■ Objetivo a ■
Transcribe del texto sobre las bodas en la Escritura el tramo que va desde "El Génesis relata" hasta "una alianza matrimonial.".

El reino de los cielos se parece a un rey que celebraba la boda de su hijo» (Mt 22, 2).
EL ENLACE
No es extraño que Jesús en las parábolas hable del amor humano. Pues también el resto de la Sagrada Escritura emplea ese mismo lenguaje, desde el primer libro de la Biblia hasta el último.
El Génesis relata la creación de la primera pareja y su comportamiento; y en el Apocalipsis está muy presente las bodas del Cordero. Efectivamente con la Encarnación del Hijo se dio el enlace entre Dios y el hombre, que es como una alianza matrimonial.
No en vano el primer milagro de Jesús se dio en una boda. Meditando este acontecimiento, que tuvo lugar en Caná, recibimos luz sobre esa unión definitiva entre la criatura y el Creador. Acontecimiento maravilloso que se dio en la historia humana, que había que celebrarlo con el vino, como se hace en todas las bodas. Sí, porque «el reino de los cielos se parece a un rey que celebraba la boda de su hijo».

■ Datos extraídos ■

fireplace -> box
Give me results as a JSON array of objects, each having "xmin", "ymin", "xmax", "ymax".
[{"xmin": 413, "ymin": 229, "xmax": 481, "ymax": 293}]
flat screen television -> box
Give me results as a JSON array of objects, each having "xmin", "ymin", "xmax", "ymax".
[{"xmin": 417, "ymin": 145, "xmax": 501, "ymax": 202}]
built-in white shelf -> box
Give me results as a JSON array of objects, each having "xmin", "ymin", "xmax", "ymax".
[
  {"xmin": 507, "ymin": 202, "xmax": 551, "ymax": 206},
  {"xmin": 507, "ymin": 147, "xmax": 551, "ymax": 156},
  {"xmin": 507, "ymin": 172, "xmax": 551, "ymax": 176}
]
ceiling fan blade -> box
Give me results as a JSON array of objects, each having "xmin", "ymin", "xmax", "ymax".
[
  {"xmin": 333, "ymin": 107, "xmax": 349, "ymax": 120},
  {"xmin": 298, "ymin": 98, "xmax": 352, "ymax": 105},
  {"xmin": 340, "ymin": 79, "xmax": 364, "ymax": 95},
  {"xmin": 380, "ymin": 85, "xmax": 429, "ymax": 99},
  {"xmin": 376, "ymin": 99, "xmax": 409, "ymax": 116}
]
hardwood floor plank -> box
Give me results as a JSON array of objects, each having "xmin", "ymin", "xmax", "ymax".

■ Objetivo b ■
Reproduce otra vez, sin cambiar nada, todas las líneas del listado de datos extraídos.

■ Solución del ejercicio a ■
El Génesis relata la creación de la primera pareja y su comportamiento; y en el Apocalipsis está muy presente las bodas del Cordero. Efectivamente con la Encarnación del Hijo se dio el enlace entre Dios y el hombre, que es como una alianza matrimonial.

■ Solución del ejercicio b ■
fireplace -> box
Give me results as a JSON array of objects, each having "xmin", "ymin", "xmax", "ymax".
[{"xmin": 413, "ymin": 229, "xmax": 481, "ymax": 293}]
flat screen television -> box
Give me results as a JSON array of objects, each having "xmin", "ymin", "xmax", "ymax".
[{"xmin": 417, "ymin": 145, "xmax": 501, "ymax": 202}]
built-in white shelf -> box
Give me results as a JSON array of objects, each having "xmin", "ymin", "xmax", "ymax".
[
  {"xmin": 507, "ymin": 202, "xmax": 551, "ymax": 206},
  {"xmin": 507, "ymin": 147, "xmax": 551, "ymax": 156},
  {"xmin": 507, "ymin": 172, "xmax": 551, "ymax": 176}
]
ceiling fan blade -> box
Give me results as a JSON array of objects, each having "xmin", "ymin", "xmax", "ymax".
[
  {"xmin": 333, "ymin": 107, "xmax": 349, "ymax": 120},
  {"xmin": 298, "ymin": 98, "xmax": 352, "ymax": 105},
  {"xmin": 340, "ymin": 79, "xmax": 364, "ymax": 95},
  {"xmin": 380, "ymin": 85, "xmax": 429, "ymax": 99},
  {"xmin": 376, "ymin": 99, "xmax": 409, "ymax": 116}
]
hardwood floor plank -> box
Give me results as a JSON array of objects, each having "xmin", "ymin", "xmax", "ymax".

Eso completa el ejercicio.